Lay out each of the entries below as one row of a two-column CSV with the columns "prompt" and "reply". Put each entry's text and its answer in a single quoted field, with any line breaks replaced by spaces.

# # # # #

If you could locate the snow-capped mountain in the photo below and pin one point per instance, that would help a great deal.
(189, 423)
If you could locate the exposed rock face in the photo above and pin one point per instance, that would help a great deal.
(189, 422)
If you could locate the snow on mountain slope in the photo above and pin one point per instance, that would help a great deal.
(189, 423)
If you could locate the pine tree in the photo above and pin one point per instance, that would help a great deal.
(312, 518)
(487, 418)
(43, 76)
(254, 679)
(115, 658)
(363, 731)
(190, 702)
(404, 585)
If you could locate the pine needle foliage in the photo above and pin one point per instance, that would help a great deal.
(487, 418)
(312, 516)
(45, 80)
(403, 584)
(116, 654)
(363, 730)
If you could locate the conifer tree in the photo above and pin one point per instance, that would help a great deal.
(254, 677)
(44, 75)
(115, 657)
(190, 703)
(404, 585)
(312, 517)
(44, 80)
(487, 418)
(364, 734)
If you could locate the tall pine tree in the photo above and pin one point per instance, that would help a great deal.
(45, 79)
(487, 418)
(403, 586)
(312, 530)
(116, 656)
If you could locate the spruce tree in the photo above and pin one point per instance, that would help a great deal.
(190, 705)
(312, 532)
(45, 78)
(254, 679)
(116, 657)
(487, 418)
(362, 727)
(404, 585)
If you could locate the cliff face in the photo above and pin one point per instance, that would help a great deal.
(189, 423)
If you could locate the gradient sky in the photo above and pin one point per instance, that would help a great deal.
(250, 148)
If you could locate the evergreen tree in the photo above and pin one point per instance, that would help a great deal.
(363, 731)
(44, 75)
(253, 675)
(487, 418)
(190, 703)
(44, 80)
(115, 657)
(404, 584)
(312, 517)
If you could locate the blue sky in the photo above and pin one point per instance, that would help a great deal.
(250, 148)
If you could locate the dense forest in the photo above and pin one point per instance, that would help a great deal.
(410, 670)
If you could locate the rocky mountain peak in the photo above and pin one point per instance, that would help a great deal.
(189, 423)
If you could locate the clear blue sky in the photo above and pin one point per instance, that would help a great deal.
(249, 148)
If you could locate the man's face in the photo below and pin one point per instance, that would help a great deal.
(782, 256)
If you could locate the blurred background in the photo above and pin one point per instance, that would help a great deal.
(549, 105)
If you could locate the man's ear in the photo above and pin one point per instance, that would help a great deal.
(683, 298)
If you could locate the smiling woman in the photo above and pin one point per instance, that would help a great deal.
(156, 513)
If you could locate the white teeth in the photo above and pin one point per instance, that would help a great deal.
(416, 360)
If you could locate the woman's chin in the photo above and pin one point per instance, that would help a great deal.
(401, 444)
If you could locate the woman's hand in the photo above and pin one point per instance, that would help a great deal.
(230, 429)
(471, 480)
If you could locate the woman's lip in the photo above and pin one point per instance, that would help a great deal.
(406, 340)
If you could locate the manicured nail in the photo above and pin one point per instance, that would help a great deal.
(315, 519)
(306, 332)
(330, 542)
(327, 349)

# # # # #

### Result
prompt,reply
"If you could locate the snow-capped mountain in the photo below and pin one point per instance, that would help a great deal.","(189, 423)"
"If you could locate the exposed rock face in the photo above and pin one point per instance, that would help a great deal.","(189, 422)"
"If you could locate the snow on mountain slope in the photo above and pin one point per instance, that would help a great deal.","(189, 423)"
"If you could locate the pine tree in the photo above and pin one point per instance, that would help a great deal.","(312, 518) (487, 418) (43, 76) (254, 679) (115, 658) (363, 731) (190, 702) (404, 585)"
"If you could locate the pine needle foliage in the photo above and pin one point per instance, that would help a great deal.","(487, 418) (312, 516) (45, 80) (403, 584) (116, 654) (363, 730)"
"If you could locate the conifer tree in the photo above and pin one point per instance, that would help a great deal.","(254, 677) (44, 75) (115, 657) (190, 703) (404, 585) (312, 517) (44, 80) (487, 418) (364, 734)"
"If you could locate the tall pine tree in the photo above and pin one point per instance, that would help a great deal.","(45, 79) (487, 418) (403, 586) (312, 530) (116, 656)"
"If you could locate the spruce tree in the photo above and pin one point per instance, that would help a great deal.","(190, 705) (312, 532) (45, 78) (254, 679) (116, 657) (487, 418) (362, 727) (404, 585)"
"If you could locate the cliff face in the photo above and pin one point per instance, that would help a great deal.","(189, 423)"
"If you could locate the gradient sky in the photo above and pin one point per instance, that would help a great deal.","(250, 148)"
"If you could locate the evergreen tree in the photo above and pin one point per instance, that would help a great deal.","(363, 731) (44, 75) (253, 675) (487, 418) (190, 703) (44, 80) (115, 657) (404, 584) (312, 517)"
"If you could locate the blue sky in the photo above and pin one point per instance, that would help a great deal.","(250, 148)"
"If you could locate the dense forest in the photo above and pin one point per instance, that would help a great deal.","(410, 670)"
"If you could locate the rocky mountain peak in the photo above and pin one point per instance, that would help a great deal.","(189, 423)"
"If you could locate the clear blue sky in the photo above and pin one point per instance, that would help a great deal.","(249, 148)"
"If you could locate the man's face in the photo below and pin one point per instance, that would help a great deal.","(782, 256)"
"If you could locate the blurred background in the photo above and pin one point per instance, that would help a great deal.","(549, 105)"
"If you could locate the man's ear in the photo above and pin one point per instance, that would help a great deal.","(683, 298)"
"If you could locate the smiling woman in the photo above and pin one point per instance, that would help a great deal.","(156, 513)"
"If you could locate the white teeth in the photo above and pin one point per instance, that would help a great deal.","(416, 360)"
"If you could locate the woman's chin in the photo above and pin one point per instance, that would help a great deal.","(401, 444)"
"If you could locate the woman's hand in the photo above and pin one point per instance, that would help a great deal.","(230, 429) (471, 480)"
"If you could locate the woman's lip in the photo above and pin one point per instance, that would help a great deal.","(406, 340)"
"If you could locate the manicured nail in the photo above and pin one point per instance, that would help a great deal.","(315, 519) (306, 332) (330, 542) (327, 349)"